### SOURCE PASSAGE
%%

Advection-dominated models of atherosclerotic plaque composition: The impacts of cell death and cholesterol toxicity.
Ahmed IU., Byrne HM., Myerscough MR.
Advanced atherosclerotic plaques are characterised by a large necrotic core containing highly inflammatory lipids and debris from dead cells. In large plaques, newly recruited macrophages fail to penetrate this core, and instead push existing material deeper inside the plaque. In this paper, we consider two multiphase models for early atherosclerotic plaque growth, and we analyse their behaviour in the limiting regime where bulk advection drives mass transport of cells and lipids. In this regime, the dynamics of the deep plaque can be approximated by a system of advection-reaction equations. By applying the method of characteristics to these equations, we derive a set of ODEs that describes the evolution of individual segments of plaque tissue. We apply this approximation to a simple 1D three-phase model comprising macrophage foam cells, dead cells, and modified LDL, and we investigate how plaque tissue composition depends on the relative rates of cell death and efferocytosis (cell recycling). We also consider a six-phase model in which death rates depend on intracellular cholesterol content. We use this model to study the effects of cholesterol-induced toxicity, and the beneficial effects of high density lipoproteins (HDL), which can remove excess cholesterol from macrophages. We show that for both multiphase models, the advection-reaction approximations capture key structural features of the full model solutions, including the relative proportions of live and dead cells, and persistent spatial heterogeneities that arise from time-varying boundary influxes of LDL and HDL.

%%

### DIRECTIONS FOR THIS TASK
Reproduce the entire atherosclerotic plaque abstract word for word.

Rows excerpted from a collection
%%

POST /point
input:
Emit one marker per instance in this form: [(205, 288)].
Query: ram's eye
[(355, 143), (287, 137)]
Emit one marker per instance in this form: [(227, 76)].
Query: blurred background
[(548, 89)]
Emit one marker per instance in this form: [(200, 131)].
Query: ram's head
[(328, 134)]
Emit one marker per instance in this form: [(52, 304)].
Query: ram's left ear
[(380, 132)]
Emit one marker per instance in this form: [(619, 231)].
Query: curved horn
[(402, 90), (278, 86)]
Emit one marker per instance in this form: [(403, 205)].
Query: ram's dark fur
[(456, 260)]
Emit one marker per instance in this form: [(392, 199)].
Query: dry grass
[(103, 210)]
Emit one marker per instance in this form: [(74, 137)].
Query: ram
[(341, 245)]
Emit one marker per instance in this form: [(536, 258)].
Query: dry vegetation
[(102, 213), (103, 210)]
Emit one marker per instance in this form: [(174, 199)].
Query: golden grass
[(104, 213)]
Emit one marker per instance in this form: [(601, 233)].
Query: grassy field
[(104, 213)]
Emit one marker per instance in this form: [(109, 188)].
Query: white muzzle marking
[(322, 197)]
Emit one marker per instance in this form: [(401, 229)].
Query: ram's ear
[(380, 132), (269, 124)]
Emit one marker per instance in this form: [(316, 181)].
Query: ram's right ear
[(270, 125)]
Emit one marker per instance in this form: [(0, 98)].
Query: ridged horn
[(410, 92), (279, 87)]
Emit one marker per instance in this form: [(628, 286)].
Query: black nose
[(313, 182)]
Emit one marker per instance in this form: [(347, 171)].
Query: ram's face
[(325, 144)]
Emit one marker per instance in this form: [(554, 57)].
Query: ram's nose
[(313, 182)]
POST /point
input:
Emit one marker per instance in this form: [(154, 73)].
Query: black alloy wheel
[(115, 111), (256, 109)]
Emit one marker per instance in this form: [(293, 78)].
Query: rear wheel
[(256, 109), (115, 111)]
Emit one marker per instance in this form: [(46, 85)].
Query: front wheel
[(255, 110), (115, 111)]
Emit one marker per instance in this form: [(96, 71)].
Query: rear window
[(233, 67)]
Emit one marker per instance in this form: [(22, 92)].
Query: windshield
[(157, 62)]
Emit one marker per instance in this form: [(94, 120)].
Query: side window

%%

### SOLVED EXERCISE
Advection-dominated models of atherosclerotic plaque composition: The impacts of cell death and cholesterol toxicity.
Ahmed IU., Byrne HM., Myerscough MR.
Advanced atherosclerotic plaques are characterised by a large necrotic core containing highly inflammatory lipids and debris from dead cells. In large plaques, newly recruited macrophages fail to penetrate this core, and instead push existing material deeper inside the plaque. In this paper, we consider two multiphase models for early atherosclerotic plaque growth, and we analyse their behaviour in the limiting regime where bulk advection drives mass transport of cells and lipids. In this regime, the dynamics of the deep plaque can be approximated by a system of advection-reaction equations. By applying the method of characteristics to these equations, we derive a set of ODEs that describes the evolution of individual segments of plaque tissue. We apply this approximation to a simple 1D three-phase model comprising macrophage foam cells, dead cells, and modified LDL, and we investigate how plaque tissue composition depends on the relative rates of cell death and efferocytosis (cell recycling). We also consider a six-phase model in which death rates depend on intracellular cholesterol content. We use this model to study the effects of cholesterol-induced toxicity, and the beneficial effects of high density lipoproteins (HDL), which can remove excess cholesterol from macrophages. We show that for both multiphase models, the advection-reaction approximations capture key structural features of the full model solutions, including the relative proportions of live and dead cells, and persistent spatial heterogeneities that arise from time-varying boundary influxes of LDL and HDL.